Data items
-*-

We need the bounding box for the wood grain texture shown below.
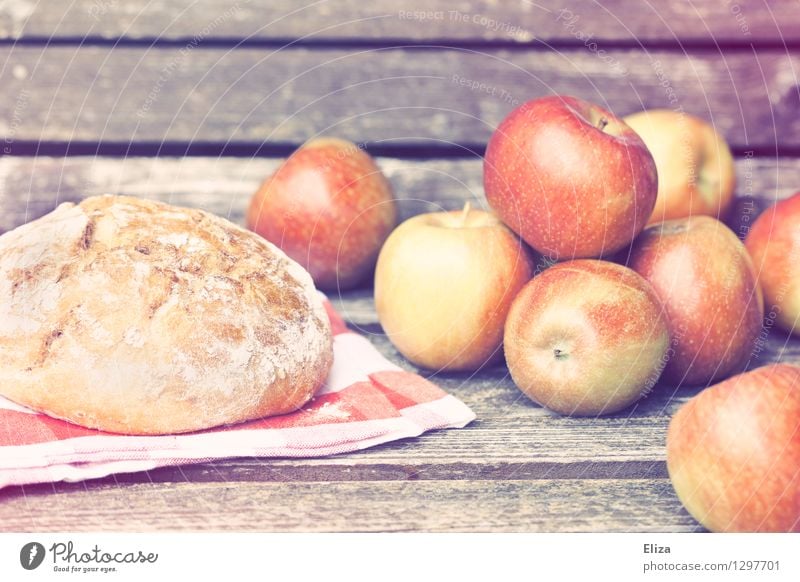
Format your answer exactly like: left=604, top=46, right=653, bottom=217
left=1, top=0, right=797, bottom=44
left=0, top=282, right=795, bottom=479
left=1, top=0, right=795, bottom=536
left=4, top=282, right=793, bottom=488
left=1, top=47, right=798, bottom=149
left=1, top=155, right=798, bottom=234
left=0, top=297, right=792, bottom=532
left=1, top=155, right=798, bottom=532
left=0, top=479, right=698, bottom=532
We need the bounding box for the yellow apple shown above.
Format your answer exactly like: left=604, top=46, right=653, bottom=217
left=624, top=109, right=735, bottom=224
left=374, top=206, right=533, bottom=371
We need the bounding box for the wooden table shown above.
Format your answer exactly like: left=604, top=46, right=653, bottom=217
left=1, top=0, right=799, bottom=532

-*-

Only the text of the records belongs in the answer; reproduce it verbatim, with no pictures.

We need the bounding box for the wood grain texture shown below.
Format your answer exactly like: left=604, top=46, right=653, bottom=217
left=1, top=0, right=797, bottom=44
left=0, top=282, right=795, bottom=479
left=1, top=0, right=795, bottom=536
left=4, top=282, right=793, bottom=488
left=1, top=47, right=798, bottom=149
left=1, top=155, right=798, bottom=234
left=0, top=297, right=792, bottom=532
left=1, top=155, right=798, bottom=532
left=0, top=479, right=698, bottom=532
We need the bounding box for the yellow apple shown above.
Format your answer exactly like: left=604, top=46, right=653, bottom=217
left=624, top=109, right=735, bottom=224
left=374, top=206, right=533, bottom=371
We need the bounding box for the wooden table shown above.
Format your answer exactly like: left=604, top=46, right=653, bottom=217
left=1, top=0, right=799, bottom=532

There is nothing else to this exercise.